(Excerpts from a point labeling dataset)
##########
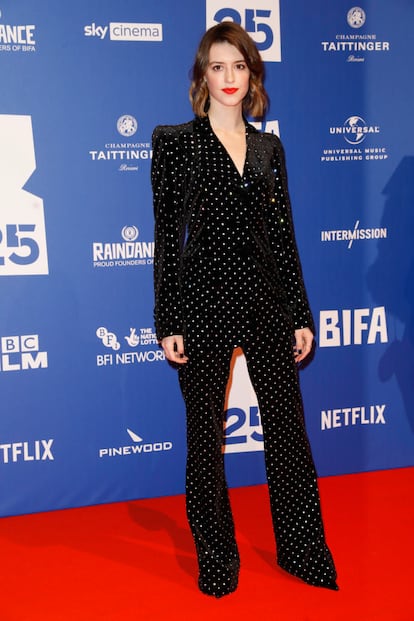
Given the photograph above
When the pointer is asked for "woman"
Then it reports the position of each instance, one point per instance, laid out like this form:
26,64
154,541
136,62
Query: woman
227,274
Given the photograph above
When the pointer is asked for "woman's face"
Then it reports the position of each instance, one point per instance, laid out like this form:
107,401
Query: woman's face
227,75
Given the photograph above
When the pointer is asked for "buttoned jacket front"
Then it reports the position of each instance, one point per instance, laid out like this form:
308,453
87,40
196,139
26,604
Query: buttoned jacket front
193,177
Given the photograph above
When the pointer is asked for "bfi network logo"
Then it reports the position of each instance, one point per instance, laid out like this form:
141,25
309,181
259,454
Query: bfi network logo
22,353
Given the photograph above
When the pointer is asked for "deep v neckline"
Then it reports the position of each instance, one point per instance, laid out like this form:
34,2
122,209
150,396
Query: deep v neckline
241,174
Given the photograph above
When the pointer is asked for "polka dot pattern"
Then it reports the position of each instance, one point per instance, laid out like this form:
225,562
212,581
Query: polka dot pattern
227,274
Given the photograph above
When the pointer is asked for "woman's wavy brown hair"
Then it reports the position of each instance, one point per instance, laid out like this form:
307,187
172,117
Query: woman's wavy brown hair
255,102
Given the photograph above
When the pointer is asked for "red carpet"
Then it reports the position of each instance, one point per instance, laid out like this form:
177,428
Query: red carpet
135,560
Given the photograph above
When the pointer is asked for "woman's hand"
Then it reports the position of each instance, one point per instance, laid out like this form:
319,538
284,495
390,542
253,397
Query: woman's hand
303,347
173,347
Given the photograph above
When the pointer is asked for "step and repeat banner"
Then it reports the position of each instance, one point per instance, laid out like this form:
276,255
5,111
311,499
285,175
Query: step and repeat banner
90,410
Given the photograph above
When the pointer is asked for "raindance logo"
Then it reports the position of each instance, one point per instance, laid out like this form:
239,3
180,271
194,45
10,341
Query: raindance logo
354,131
356,234
140,447
138,339
21,38
126,155
355,44
124,254
356,17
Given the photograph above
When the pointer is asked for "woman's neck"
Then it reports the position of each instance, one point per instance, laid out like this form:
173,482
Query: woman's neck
226,119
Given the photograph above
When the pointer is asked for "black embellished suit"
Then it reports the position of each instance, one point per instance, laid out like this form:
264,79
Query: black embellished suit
227,274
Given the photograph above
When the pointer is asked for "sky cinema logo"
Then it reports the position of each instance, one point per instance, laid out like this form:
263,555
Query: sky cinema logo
125,31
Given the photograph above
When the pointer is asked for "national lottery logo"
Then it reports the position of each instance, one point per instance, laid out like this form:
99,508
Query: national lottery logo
260,18
127,125
356,17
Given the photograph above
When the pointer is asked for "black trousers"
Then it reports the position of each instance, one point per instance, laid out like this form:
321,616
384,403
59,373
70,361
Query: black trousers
266,339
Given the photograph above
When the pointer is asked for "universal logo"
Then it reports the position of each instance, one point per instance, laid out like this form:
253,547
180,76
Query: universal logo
355,130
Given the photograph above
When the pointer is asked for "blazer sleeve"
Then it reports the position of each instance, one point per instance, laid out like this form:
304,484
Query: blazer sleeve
168,200
284,245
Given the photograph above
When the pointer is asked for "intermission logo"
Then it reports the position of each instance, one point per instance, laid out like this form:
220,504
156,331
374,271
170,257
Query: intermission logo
359,326
351,417
355,44
127,253
354,132
22,353
139,343
260,18
140,447
17,38
125,31
34,450
351,235
126,155
23,250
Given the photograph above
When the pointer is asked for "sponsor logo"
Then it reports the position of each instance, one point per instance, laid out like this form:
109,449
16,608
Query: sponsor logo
355,44
141,340
140,447
354,131
17,38
34,450
359,326
127,125
270,127
125,31
349,417
22,353
350,235
23,250
243,429
126,155
127,253
261,20
356,17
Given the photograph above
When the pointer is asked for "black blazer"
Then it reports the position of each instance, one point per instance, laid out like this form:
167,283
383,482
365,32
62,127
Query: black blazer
184,165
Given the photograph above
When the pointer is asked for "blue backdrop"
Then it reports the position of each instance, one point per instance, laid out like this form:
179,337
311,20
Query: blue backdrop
90,410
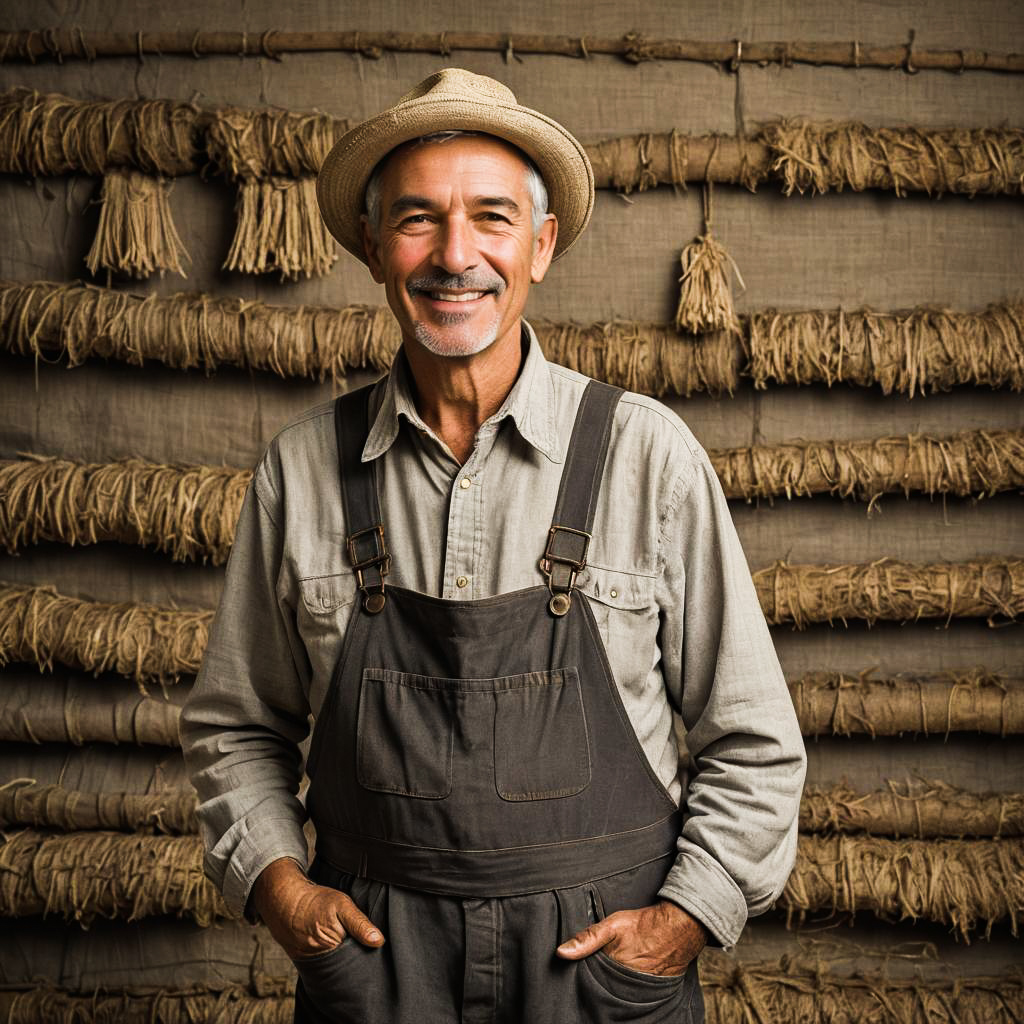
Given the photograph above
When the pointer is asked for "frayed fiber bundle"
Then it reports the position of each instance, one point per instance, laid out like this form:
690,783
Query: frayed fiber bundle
50,134
965,884
925,349
892,590
135,236
972,700
974,462
914,809
248,144
186,511
83,876
142,641
280,229
187,331
823,992
818,158
34,806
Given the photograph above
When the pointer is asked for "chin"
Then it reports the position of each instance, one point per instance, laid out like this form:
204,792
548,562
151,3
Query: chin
455,340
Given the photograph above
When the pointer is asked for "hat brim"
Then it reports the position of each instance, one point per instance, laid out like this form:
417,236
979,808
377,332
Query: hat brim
560,159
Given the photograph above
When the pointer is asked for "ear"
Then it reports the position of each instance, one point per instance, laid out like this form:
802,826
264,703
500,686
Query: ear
372,249
544,249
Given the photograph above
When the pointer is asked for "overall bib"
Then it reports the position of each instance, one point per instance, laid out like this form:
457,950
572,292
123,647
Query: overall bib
477,787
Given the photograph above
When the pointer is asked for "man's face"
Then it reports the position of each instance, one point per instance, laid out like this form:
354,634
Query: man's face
456,249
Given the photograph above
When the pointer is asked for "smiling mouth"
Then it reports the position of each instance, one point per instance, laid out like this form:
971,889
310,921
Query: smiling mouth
456,296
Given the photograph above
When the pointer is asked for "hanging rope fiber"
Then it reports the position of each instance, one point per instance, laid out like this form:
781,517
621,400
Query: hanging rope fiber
74,43
912,352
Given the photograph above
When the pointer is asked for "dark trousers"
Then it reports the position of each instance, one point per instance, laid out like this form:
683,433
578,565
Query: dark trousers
488,961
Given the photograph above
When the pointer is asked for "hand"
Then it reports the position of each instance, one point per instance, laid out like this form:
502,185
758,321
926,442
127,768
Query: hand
306,919
659,939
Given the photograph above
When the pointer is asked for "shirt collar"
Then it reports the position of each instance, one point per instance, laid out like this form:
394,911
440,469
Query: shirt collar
530,404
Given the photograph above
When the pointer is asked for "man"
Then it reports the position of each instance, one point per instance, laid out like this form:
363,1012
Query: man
489,583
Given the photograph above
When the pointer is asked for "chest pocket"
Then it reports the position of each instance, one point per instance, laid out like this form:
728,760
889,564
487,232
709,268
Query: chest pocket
623,604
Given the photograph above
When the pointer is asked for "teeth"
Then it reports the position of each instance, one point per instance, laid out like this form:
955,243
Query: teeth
454,297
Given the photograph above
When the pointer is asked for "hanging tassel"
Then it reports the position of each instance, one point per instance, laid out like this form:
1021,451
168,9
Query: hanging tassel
136,235
279,227
706,296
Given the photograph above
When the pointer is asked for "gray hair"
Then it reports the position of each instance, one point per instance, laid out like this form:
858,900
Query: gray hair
535,184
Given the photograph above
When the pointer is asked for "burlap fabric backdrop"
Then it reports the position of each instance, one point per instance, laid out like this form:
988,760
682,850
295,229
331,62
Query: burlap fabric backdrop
795,253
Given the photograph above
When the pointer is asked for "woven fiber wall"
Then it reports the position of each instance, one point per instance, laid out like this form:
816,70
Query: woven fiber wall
881,513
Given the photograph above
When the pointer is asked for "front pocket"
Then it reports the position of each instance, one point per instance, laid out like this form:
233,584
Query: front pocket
529,729
542,750
404,735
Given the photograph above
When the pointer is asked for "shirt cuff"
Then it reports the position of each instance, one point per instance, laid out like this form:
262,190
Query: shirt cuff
701,887
262,842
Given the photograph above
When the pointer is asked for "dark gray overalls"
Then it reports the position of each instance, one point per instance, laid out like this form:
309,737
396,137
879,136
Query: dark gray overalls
478,790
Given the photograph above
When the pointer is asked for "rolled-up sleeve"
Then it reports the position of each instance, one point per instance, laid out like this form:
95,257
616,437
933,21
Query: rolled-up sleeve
738,841
249,711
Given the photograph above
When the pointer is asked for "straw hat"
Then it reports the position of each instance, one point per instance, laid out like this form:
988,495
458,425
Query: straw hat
451,99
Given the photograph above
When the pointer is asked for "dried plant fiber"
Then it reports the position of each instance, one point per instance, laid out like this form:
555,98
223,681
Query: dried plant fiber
916,809
34,806
66,44
279,229
187,331
230,1006
974,462
893,590
833,704
966,884
258,144
62,708
810,993
146,642
961,883
752,993
83,876
135,236
909,353
926,349
819,158
50,134
913,809
186,511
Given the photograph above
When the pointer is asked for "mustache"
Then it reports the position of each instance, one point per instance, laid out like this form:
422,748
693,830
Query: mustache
480,282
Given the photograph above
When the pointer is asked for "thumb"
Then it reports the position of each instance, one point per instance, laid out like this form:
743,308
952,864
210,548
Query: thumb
588,941
356,924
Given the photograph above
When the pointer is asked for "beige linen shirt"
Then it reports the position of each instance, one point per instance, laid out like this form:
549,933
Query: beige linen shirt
##########
_Written task_
Pick out every line in the items above that contains the word "black", and copy each of those lines.

_Response to the exercise_
When the pointer is asked for "black embellished suit"
Query: black embellished suit
When the pointer is asked for "black trousers"
Query: black trousers
When the pointer is asked for "black blazer"
Query: black blazer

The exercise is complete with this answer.